Required task :: Return the entries below verbatim, everything from the very start down to and including the line containing "column 778, row 159", and leave out the pictures.

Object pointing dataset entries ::
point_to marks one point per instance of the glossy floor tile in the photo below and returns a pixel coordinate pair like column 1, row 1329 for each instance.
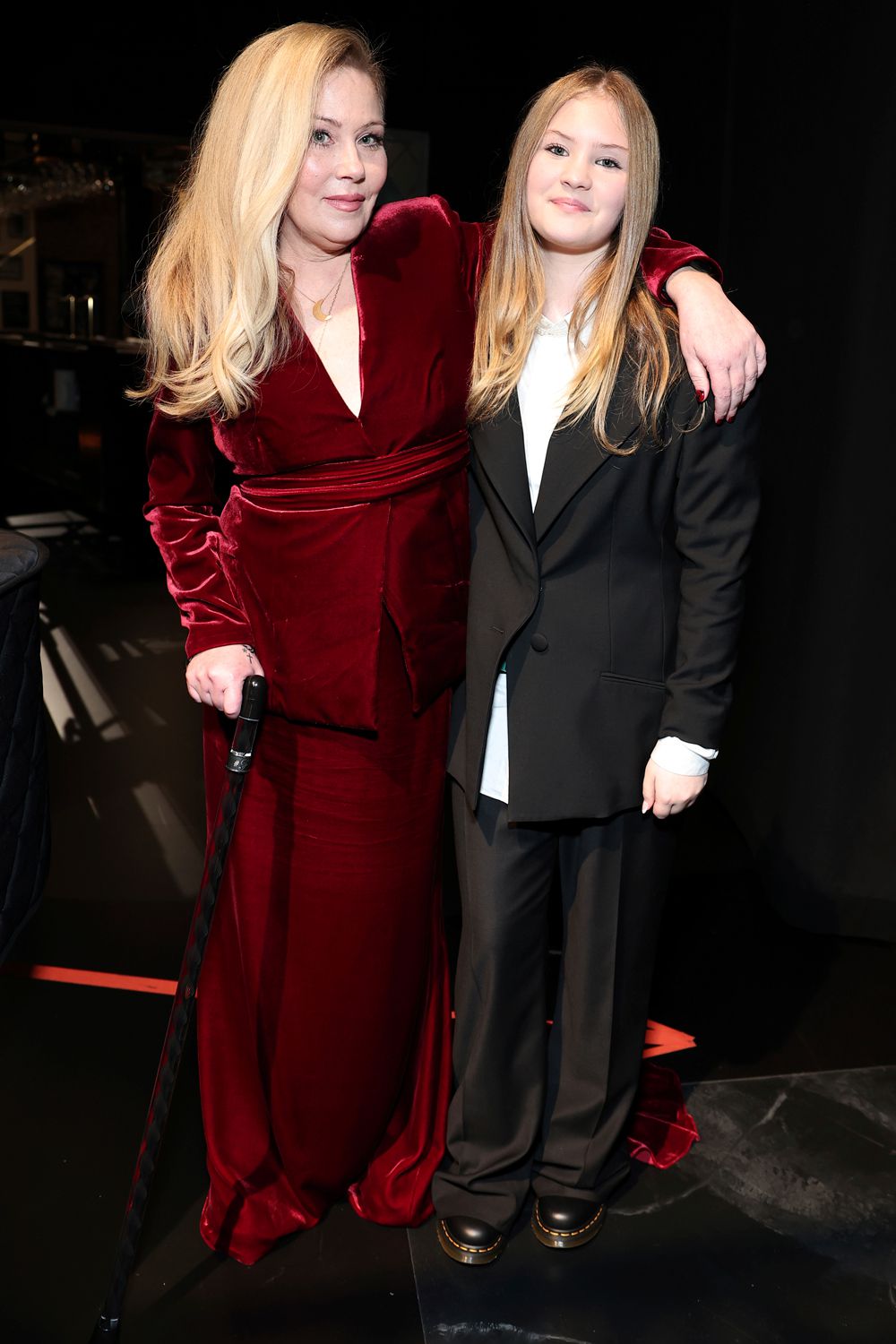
column 778, row 1228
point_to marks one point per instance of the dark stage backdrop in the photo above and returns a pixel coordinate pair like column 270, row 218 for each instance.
column 778, row 159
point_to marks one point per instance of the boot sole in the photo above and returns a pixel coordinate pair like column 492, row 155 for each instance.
column 468, row 1254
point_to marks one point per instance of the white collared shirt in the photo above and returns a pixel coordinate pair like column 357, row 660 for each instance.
column 541, row 392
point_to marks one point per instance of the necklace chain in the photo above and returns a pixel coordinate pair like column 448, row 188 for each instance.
column 319, row 303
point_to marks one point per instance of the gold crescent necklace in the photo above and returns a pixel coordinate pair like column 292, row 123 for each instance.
column 317, row 304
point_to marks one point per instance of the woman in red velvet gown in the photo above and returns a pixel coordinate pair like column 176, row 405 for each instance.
column 324, row 352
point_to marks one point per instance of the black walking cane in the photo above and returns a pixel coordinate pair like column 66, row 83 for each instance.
column 238, row 762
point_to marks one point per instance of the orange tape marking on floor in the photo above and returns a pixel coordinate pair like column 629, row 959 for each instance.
column 659, row 1040
column 99, row 978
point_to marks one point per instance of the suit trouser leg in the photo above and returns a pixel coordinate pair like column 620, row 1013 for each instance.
column 613, row 878
column 500, row 1032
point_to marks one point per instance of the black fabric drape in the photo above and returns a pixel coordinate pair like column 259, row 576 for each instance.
column 809, row 763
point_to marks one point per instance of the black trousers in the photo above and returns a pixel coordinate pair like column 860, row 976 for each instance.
column 538, row 1107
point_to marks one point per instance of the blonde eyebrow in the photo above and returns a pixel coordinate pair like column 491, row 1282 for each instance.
column 597, row 144
column 332, row 121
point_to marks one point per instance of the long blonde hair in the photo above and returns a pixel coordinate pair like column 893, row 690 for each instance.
column 214, row 317
column 626, row 322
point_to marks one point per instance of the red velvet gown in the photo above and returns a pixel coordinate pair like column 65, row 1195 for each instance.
column 341, row 556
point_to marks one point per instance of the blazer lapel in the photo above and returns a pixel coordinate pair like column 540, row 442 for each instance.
column 573, row 454
column 500, row 451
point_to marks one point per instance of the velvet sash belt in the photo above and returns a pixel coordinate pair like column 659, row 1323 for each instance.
column 362, row 480
column 317, row 554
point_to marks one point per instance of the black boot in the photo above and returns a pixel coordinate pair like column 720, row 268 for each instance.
column 469, row 1241
column 563, row 1222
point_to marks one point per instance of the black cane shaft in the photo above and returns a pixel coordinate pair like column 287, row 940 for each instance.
column 238, row 762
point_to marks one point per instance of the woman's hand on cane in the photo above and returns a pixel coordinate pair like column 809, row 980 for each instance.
column 665, row 793
column 217, row 676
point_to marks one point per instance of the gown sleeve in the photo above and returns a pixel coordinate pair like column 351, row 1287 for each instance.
column 185, row 524
column 664, row 254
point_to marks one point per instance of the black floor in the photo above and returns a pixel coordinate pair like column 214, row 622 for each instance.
column 780, row 1226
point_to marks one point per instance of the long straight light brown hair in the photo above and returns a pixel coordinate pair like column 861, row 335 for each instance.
column 214, row 317
column 626, row 322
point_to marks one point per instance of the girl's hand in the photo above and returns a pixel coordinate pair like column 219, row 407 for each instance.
column 217, row 676
column 667, row 793
column 720, row 347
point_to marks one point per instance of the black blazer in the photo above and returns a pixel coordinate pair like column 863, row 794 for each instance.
column 616, row 605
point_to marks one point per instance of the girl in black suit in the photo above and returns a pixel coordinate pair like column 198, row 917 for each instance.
column 611, row 516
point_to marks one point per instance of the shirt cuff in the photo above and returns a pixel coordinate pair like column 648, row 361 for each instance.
column 683, row 757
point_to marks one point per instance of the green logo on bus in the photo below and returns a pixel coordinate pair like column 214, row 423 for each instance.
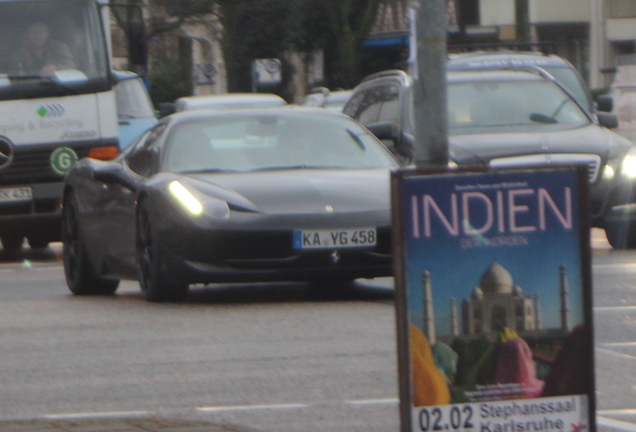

Task solution ::
point_to marks one point per instance of the glossy floor tile in the photo below and returns a pixel coordinate pair like column 1, row 1329 for each instance.
column 778, row 1228
point_to marks one point per instance of the dark stage backdrop in the photo above and returns a pixel coordinate pair like column 270, row 218 for each instance.
column 778, row 159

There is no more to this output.